• SELECTION:
[Begin]

194th 1000 Guineas Stakes
- Location: Newmarket Racecourse
- Date: 6 May 2007
- Winning horse: Finsceal Beo (IRE)
- Jockey: Kevin Manning
- Trainer: Jim Bolger (IRE)
- Owner: Michael Ryan

= 2007 1000 Guineas =

The 2007 1000 Guineas Stakes was a horse race held at Newmarket Racecourse on Sunday 6 May 2007. It was the 194th running of the 1000 Guineas.

The winner was Michael Ryan's Finsceal Beo, a chestnut filly trained by Jim Bolger at Coolcullen in County Carlow and ridden by Kevin Manning. Finsceal Beo's victory was the first in the race for her owner, trainer and jockey.

==The contenders==
The race attracted an unusually large field of twenty-one runners, seventeen trained in the United Kingdom, three in Ireland and one in Sweden. The favourite was the Jim Bolger-trained Finsceal Beo who had been named European Champion Two-year old Filly in 2006 when she had won the Rockfel Stakes in England and the Prix Marcel Boussac in France. The other Irish runners were Arch Swing the winner of the C. L. Weld Park Stakes and the Leopardstown 1,000 Guineas Trial Stakes, the Moyglare Stud Stakes winner Miss Beatrix, and the Aidan O'Brien-trained Theann. The best of the British-trained runners appeared to be the Cheveley Park Stakes winner Indian Ink and Simply Perfect, the winner of the May Hill Stakes and the Fillies' Mile and Scarlet Runner (Princess Margaret Stakes, Nell Gwyn Stakes). Finsceal Beo headed the betting at odds of 5/4 ahead of Indian Ink (17/2), Simply Perfect (9/1) and Arch Swing (10/1).

==The race==
Shortly after the start, the fillies split into two groups across the wide Newmarket straight, with the larger group racing up the stands side (the left of the course from the jockeys' viewpoint), with the smaller group running down the centre of the course. The 150/1 outsider Fantasy Parkes headed the stands side group from Scarlet Runner, Finsceal Beo and Treat, whilst the 250/1 shot Princess Valerina led the centre group from Arch Swing. The two groups merged after half a mile, by which point Scarlet Runner had taken the overall lead. A quarter of a mile from the finish, Scarlet Runner began to struggle and was overtaken by Finsceal Beo and Arch Swing, with Simply Perfect and Indian Ink making progress. In the closing stages, Finsceal Beo went clear and stayed on well to win by two and a half lengths from Arch Swing, with Simply Perfect one and a quarter lengths back in third. Treat finished fourth ahead of Indian Ink, who had failed to obtain a clear run a furlong from the finish.

[End]

• PROVIDED RECORDS:
[Begin]

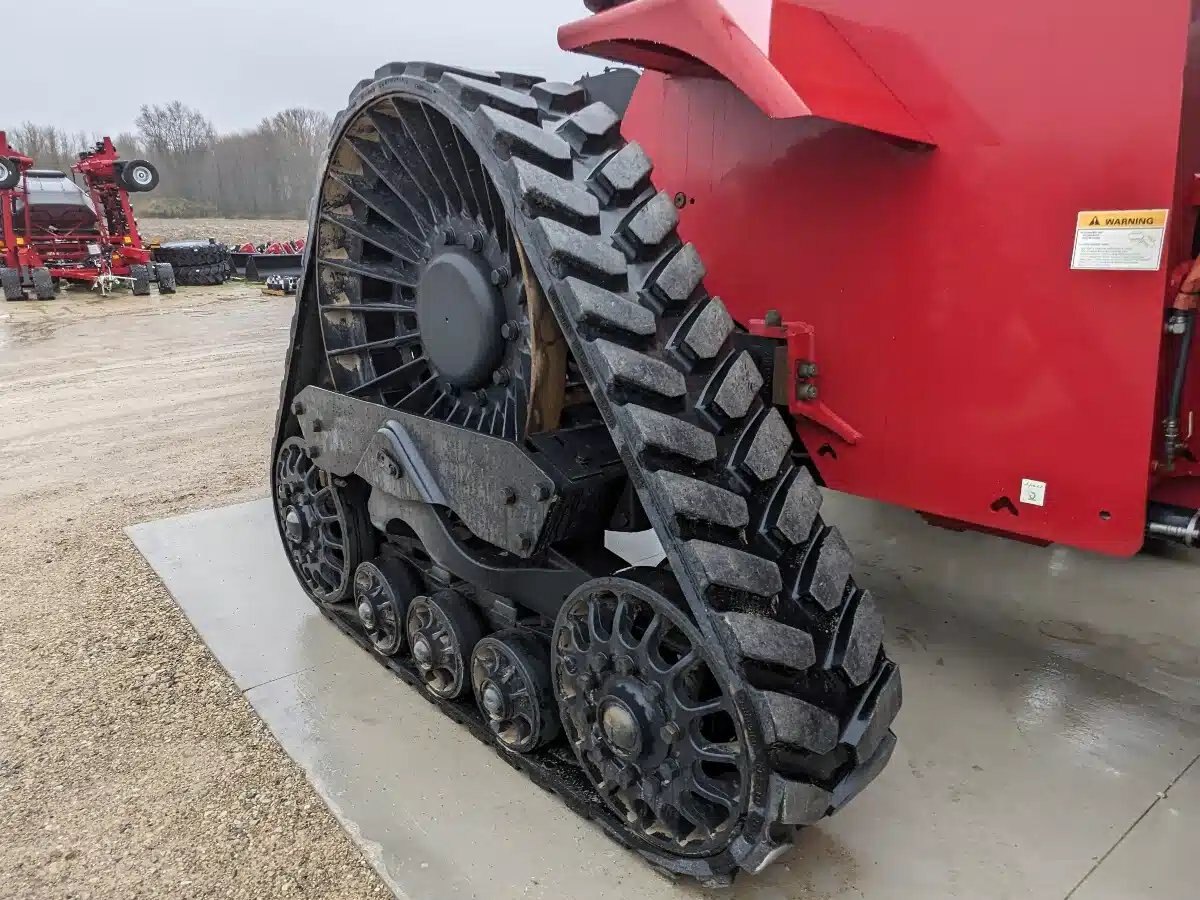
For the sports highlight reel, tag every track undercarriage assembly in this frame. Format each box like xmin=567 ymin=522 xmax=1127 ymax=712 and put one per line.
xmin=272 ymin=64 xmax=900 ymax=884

[End]
[Begin]

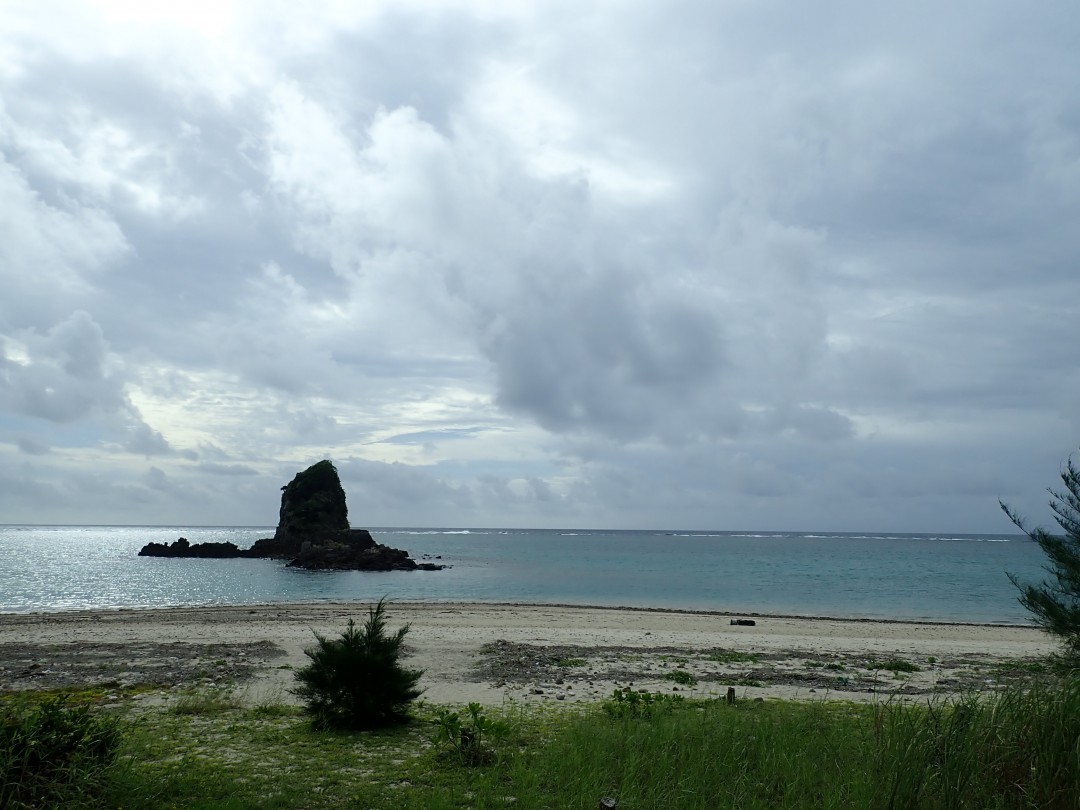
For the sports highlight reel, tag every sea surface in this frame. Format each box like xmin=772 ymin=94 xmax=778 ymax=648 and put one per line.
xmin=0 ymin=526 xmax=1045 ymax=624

[End]
[Begin]

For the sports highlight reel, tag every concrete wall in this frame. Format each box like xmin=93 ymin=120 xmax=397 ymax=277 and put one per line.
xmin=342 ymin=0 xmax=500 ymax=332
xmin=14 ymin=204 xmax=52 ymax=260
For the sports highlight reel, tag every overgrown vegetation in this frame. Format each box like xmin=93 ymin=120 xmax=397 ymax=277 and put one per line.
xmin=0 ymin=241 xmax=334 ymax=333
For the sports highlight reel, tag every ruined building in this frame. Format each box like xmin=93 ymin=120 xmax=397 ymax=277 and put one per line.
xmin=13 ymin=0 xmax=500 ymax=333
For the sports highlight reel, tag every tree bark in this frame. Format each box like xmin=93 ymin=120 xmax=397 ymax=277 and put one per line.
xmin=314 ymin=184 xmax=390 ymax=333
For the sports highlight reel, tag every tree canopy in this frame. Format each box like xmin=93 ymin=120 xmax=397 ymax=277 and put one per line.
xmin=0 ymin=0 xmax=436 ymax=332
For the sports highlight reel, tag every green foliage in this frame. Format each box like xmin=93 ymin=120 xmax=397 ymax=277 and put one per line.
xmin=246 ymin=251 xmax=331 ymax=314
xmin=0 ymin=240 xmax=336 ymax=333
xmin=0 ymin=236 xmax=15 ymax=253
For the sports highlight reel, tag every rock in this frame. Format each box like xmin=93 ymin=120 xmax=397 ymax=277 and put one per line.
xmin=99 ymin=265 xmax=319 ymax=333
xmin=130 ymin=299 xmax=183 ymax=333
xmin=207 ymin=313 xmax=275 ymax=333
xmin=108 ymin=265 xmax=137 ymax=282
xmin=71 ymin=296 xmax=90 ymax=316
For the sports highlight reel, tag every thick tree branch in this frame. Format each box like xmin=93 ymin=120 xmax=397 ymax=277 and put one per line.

[End]

• TASKS:
[1] Using the 2007 1000 Guineas article, answer the following:
(a) How many runners took part in the race?
(b) Which horse led the centre group shortly after the start?
(c) Where did Jim Bolger train Finsceal Beo?
[2] Print, without alteration, the part of the records that opens with the line containing "For the sports highlight reel, tag every track" and closes with the line containing "xmin=272 ymin=64 xmax=900 ymax=884".

• RESPONSES TO THE EXERCISE:
[1]
(a) Twenty-one.
(b) Princess Valerina.
(c) At Coolcullen in County Carlow.

[2]
For the sports highlight reel, tag every track undercarriage assembly in this frame. Format each box like xmin=567 ymin=522 xmax=1127 ymax=712 and put one per line.
xmin=272 ymin=64 xmax=900 ymax=884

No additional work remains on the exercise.